#### Short task
Please copy out the rows below word for word, starting at the line that has "For this dataset, tag each instance of the ledge" and stopping after the line that has "[[299, 153], [408, 153], [490, 23]]".

#### Material supplied
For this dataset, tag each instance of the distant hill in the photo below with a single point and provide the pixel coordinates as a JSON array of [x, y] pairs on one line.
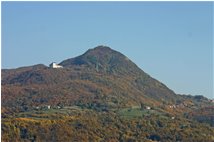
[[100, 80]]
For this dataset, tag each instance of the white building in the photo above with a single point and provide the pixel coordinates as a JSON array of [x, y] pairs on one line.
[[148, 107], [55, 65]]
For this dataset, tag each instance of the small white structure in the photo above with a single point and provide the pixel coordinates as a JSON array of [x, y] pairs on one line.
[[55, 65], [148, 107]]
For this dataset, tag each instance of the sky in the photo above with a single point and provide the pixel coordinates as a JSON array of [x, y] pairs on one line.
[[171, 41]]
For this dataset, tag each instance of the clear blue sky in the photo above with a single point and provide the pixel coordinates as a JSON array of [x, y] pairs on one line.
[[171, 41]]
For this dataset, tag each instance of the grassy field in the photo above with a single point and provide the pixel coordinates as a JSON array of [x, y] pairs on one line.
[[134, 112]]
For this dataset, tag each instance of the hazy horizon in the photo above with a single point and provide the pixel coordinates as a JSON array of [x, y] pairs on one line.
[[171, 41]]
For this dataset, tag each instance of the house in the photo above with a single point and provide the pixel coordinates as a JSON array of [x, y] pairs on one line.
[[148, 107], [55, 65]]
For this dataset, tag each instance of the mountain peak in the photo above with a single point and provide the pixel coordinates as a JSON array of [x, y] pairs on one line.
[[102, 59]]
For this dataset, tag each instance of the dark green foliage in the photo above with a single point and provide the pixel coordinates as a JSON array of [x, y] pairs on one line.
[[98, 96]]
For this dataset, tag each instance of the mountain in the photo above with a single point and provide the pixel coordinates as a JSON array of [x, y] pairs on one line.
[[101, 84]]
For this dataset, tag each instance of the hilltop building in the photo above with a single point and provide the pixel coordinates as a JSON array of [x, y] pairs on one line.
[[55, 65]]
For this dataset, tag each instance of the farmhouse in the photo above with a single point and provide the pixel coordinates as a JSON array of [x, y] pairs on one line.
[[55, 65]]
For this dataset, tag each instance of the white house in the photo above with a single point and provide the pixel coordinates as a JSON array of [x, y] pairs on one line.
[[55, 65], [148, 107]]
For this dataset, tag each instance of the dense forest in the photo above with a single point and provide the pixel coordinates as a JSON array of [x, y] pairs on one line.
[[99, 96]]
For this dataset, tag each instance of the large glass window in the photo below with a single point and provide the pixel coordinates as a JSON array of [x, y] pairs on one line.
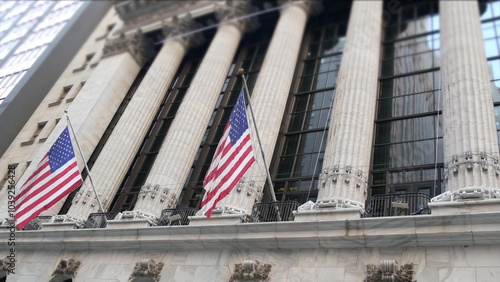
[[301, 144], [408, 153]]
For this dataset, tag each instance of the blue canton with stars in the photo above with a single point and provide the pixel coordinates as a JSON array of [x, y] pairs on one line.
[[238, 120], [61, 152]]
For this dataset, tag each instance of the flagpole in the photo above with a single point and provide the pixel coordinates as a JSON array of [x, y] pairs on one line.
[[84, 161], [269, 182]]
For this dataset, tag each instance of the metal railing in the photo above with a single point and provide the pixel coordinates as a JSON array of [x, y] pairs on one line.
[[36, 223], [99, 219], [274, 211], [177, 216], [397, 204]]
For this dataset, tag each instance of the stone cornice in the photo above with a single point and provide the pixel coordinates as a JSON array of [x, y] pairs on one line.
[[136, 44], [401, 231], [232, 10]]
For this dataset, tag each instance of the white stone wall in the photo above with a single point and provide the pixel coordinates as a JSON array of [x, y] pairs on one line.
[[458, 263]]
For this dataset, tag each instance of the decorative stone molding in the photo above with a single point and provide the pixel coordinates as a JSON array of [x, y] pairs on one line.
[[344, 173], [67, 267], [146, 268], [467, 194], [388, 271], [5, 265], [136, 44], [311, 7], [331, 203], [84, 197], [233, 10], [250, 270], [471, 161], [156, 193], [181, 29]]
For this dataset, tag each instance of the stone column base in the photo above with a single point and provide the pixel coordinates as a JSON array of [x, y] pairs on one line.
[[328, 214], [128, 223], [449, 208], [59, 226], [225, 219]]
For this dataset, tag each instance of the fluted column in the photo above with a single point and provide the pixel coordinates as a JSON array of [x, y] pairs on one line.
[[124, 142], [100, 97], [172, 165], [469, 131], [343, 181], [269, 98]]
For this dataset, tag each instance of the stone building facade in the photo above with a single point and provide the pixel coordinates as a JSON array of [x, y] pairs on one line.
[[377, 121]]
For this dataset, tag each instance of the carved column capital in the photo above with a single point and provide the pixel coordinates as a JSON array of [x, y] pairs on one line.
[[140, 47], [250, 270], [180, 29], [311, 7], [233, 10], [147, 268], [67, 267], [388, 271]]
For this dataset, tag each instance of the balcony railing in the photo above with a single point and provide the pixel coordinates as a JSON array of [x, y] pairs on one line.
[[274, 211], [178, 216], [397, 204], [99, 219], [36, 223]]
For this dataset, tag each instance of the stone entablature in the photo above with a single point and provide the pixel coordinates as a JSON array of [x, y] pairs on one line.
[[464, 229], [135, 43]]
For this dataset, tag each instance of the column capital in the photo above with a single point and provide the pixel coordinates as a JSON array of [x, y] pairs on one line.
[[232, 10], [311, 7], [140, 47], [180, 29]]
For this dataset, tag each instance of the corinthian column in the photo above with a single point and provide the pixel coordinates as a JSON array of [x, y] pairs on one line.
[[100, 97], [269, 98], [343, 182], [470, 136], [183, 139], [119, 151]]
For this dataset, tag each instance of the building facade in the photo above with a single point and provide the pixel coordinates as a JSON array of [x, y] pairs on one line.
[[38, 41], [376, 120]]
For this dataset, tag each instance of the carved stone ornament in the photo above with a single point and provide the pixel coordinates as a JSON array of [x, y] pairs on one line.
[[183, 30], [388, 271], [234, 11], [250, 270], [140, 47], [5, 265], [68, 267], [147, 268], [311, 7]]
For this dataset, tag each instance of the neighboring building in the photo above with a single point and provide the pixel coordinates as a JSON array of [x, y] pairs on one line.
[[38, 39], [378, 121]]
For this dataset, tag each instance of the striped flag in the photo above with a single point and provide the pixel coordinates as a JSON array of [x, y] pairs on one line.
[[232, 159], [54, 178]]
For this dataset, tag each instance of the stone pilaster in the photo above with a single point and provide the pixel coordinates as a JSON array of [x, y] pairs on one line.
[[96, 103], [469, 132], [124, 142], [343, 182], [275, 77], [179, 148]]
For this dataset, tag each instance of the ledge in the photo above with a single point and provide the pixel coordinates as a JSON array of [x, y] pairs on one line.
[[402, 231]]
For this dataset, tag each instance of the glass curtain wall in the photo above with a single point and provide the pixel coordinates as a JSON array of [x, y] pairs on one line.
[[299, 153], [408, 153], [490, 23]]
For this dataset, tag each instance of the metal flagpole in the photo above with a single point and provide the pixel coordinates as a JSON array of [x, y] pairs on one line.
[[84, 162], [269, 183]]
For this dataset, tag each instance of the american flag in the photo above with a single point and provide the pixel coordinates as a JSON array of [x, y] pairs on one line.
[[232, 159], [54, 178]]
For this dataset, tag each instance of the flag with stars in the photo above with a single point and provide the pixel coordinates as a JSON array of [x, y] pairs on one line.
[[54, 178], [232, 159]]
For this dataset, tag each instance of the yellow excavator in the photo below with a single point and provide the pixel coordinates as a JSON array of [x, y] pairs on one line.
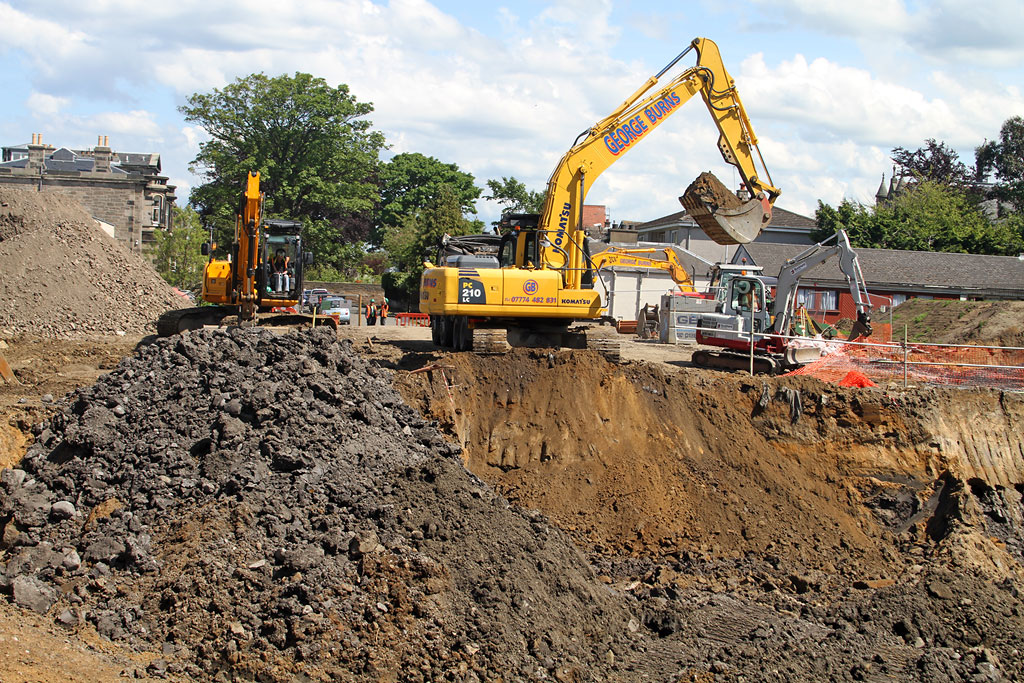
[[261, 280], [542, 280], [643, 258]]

---

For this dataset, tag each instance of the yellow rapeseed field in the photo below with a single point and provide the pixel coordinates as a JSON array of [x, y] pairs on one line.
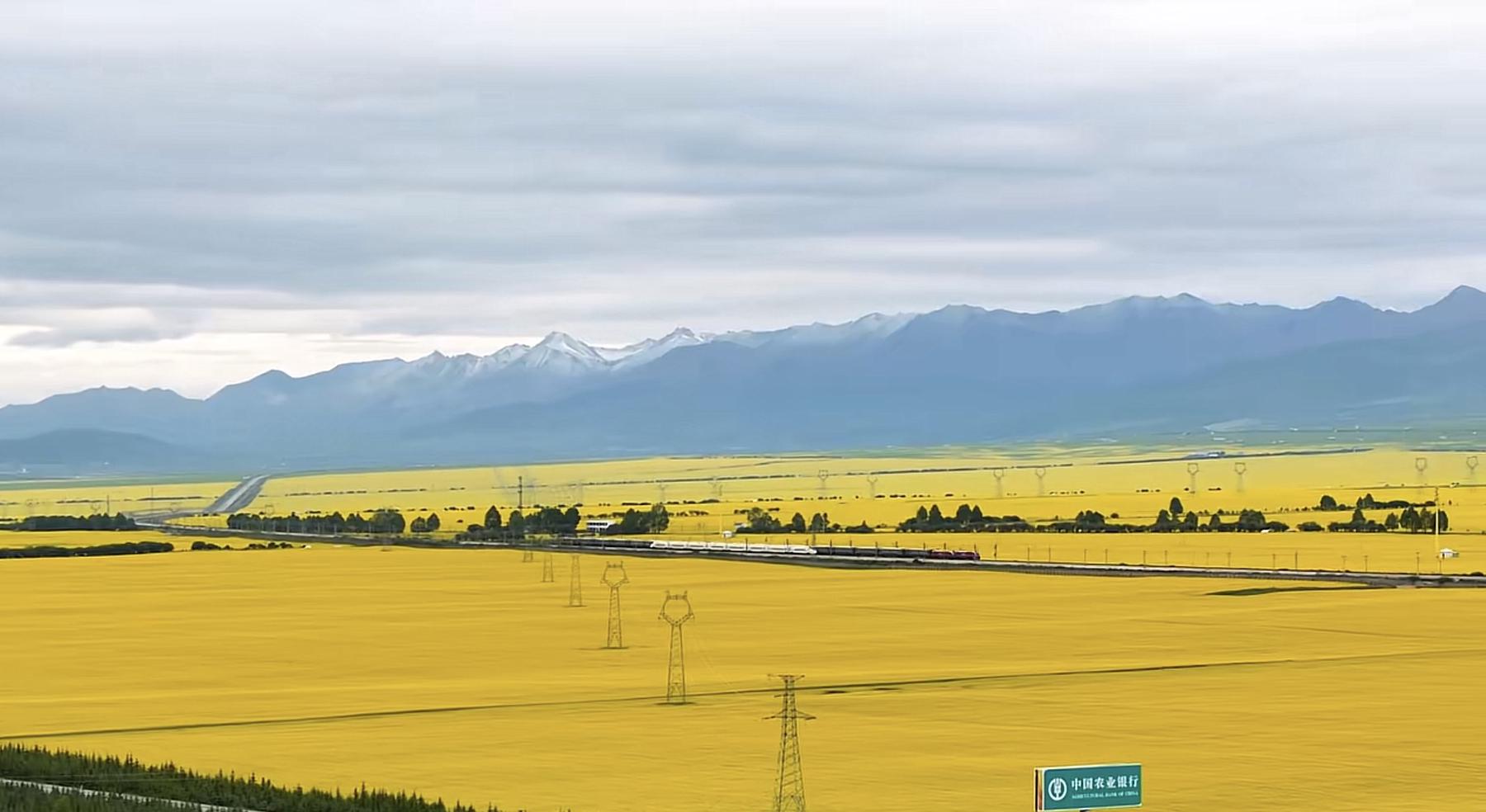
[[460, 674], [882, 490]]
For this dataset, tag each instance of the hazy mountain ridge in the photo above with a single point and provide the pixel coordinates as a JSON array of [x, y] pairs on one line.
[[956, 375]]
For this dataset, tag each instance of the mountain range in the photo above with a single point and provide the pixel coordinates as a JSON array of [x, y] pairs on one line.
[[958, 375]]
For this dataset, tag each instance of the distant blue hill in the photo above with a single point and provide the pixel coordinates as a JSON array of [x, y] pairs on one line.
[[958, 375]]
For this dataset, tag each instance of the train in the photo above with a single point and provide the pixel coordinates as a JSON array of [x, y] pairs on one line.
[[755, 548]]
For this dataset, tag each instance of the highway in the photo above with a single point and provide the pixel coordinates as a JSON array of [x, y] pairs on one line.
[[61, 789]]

#### Correct answer
For this dataset, tag each instance of the ledge in the photo above with a single point and provide the pixel coordinates as a JSON array of [x, y] pairs on one line.
[[402, 231]]
For this dataset, tag each instance of the glass curtain wall in the photo above with a single point and provide the pixel coordinates as a JSON array of [x, y] pairs on one line.
[[299, 153], [408, 153], [490, 23]]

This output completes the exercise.